● Task details
Please rewrite the data below, substituting "terrain survey" for each occurrence of "approach-volume tally" and leaving everything else unchanged.

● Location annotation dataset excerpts
========================================

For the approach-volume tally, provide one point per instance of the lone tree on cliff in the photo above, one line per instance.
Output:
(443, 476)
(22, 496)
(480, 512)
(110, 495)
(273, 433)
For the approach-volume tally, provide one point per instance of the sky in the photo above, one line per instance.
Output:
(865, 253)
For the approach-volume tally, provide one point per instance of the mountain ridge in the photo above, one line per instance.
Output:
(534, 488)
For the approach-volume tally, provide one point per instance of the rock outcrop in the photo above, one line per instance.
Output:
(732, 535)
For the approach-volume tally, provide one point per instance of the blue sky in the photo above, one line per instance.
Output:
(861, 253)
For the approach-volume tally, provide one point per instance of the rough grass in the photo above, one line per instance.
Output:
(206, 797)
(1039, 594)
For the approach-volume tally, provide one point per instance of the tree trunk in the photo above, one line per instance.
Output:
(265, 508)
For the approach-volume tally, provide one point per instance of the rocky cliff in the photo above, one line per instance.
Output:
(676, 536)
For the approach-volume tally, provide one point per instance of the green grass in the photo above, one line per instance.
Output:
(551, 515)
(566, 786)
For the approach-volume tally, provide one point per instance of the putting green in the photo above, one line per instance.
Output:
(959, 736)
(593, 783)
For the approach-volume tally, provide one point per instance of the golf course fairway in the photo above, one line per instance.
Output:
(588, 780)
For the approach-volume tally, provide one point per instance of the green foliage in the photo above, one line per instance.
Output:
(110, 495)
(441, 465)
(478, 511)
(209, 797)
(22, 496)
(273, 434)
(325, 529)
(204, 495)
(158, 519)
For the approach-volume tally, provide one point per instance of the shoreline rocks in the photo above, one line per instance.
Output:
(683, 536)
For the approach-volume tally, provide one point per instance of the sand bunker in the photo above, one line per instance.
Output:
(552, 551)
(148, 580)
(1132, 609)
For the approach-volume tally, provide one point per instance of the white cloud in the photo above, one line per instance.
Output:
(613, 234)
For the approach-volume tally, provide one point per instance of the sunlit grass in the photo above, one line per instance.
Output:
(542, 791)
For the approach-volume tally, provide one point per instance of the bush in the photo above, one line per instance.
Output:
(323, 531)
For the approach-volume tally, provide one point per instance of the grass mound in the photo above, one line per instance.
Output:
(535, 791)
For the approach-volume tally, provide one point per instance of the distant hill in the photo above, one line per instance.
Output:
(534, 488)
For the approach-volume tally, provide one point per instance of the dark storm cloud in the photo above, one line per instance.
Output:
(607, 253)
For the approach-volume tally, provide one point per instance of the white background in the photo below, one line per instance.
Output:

========================================

● Exercise output
For the terrain survey, provide one point per instance of the lone tree on cliff in the photo above, one line per instance.
Output:
(443, 476)
(22, 496)
(480, 512)
(110, 495)
(273, 433)
For the terrain survey, provide one point per instance of the sky in the photo above, one line per instance.
Output:
(865, 253)
For the terrain survey, provide one point per instance of the mountain ridge in the photo above, one line per instance.
Output:
(534, 488)
For the terrain survey, provide one point per instance of the rock outcrop in the photo above, one line per instance.
Output:
(732, 535)
For the terrain survey, provide one point per instance of the blue sky in the photo above, one line per instance.
Output:
(861, 253)
For the terrain survey, provide one point per instance of the rough grass in the photo above, one line per instance.
Output:
(206, 797)
(1039, 594)
For the terrain survey, provide one point per instance of the tree trunk in the photo above, one line per instance.
Output:
(265, 508)
For the terrain survey, provide one point per instance of the rocky cliff in the photo above, one line per instance.
Output:
(676, 536)
For the terrain survey, provide one point per instance of the green grass in the photo above, one line per instance.
Output:
(551, 515)
(566, 786)
For the terrain survey, provide one point per instance of the putting green in the photo above, one line per instance.
Output:
(959, 736)
(593, 783)
For the terrain survey, provide one point per instance of the golf course fairway in the photo above, one line per instance.
Output:
(588, 780)
For the terrain survey, provide one point per instance of the green foliage in the photo above, one line per instance.
Output:
(110, 495)
(441, 465)
(478, 511)
(209, 797)
(22, 496)
(273, 434)
(325, 529)
(204, 495)
(158, 519)
For the terrain survey, provide one point per instance of the shoreline rocks in the photo above, one line per instance.
Output:
(683, 536)
For the terrain survey, provide one point per instance of the sand bunker in the photo above, one line per instance.
Output:
(552, 551)
(148, 580)
(1132, 609)
For the terrain survey, provide one point per instance of the white cloud in the photo above, one line per instance.
Output:
(613, 234)
For the terrain survey, provide one point per instance of the sunlit grass in the photo above, one line per instance.
Output:
(542, 791)
For the terrain survey, provide one point per instance of the bush in the photo above, one line per instance.
Output:
(323, 531)
For the terrain survey, provide one point per instance of the grass mound in the photo above, one line per instance.
Output:
(535, 791)
For the terrain survey, provide one point per instance of the distant hill in the photo above, one line per instance.
Output:
(534, 488)
For the terrain survey, provide one point per instance of the dark storm cloud in the photo above, one line per instance.
Output:
(607, 253)
For the terrain survey, provide one point per instance of the white background in the photo below, one line per instance.
Output:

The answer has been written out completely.